— begin Stored records —

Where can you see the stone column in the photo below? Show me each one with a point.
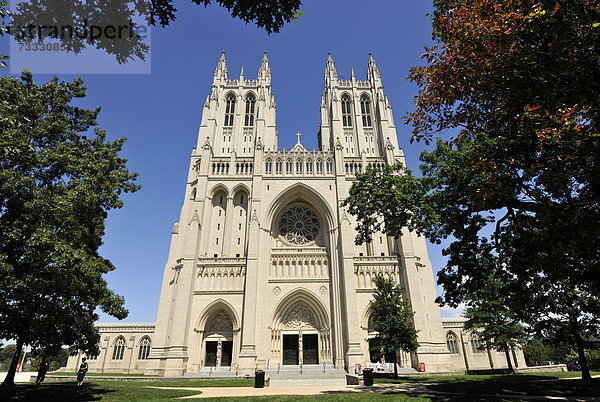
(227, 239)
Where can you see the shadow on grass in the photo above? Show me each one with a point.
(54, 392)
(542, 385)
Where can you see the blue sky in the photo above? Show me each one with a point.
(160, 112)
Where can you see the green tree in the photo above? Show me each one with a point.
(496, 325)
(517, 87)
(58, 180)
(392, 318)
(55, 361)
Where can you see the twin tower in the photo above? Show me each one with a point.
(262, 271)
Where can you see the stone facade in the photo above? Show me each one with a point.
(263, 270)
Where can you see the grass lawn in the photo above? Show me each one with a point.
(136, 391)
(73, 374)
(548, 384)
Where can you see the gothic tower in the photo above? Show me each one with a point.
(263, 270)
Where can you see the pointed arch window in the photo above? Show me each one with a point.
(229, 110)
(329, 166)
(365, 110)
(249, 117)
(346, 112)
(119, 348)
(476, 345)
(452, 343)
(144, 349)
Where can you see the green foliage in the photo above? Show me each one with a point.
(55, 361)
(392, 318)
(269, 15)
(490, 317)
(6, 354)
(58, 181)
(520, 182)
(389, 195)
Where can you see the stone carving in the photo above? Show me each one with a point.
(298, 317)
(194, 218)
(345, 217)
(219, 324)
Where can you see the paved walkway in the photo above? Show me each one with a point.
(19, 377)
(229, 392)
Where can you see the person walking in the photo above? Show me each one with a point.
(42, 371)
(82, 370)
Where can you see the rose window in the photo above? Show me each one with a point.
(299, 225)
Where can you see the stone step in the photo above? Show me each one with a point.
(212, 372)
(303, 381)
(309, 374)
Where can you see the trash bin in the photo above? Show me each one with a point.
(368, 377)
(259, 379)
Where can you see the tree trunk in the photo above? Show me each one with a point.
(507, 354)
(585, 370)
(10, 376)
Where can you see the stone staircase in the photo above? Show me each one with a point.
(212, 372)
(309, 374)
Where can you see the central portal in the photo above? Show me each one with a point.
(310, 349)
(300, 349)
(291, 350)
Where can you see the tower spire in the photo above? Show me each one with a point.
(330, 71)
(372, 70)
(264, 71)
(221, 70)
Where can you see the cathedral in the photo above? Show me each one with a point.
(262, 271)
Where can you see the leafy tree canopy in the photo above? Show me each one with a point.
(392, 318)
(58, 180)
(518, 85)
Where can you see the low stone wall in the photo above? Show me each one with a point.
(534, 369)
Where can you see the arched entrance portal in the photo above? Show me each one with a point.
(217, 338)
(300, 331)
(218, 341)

— end Stored records —

# Given request:
Copy the lines again, starting at the line containing "Where can you see the low" and continuing through the end of the items, with the requests included. Multiply every coordinate in the answers by 1.4 and round each result to a whole number, with halves rounded up.

# Written response:
Where can you see the low stone wall in the photo above? Show me each one with a point.
(748, 517)
Where can you see the arched entrance portal in the photo above? Show me each one with a point.
(304, 473)
(420, 463)
(305, 477)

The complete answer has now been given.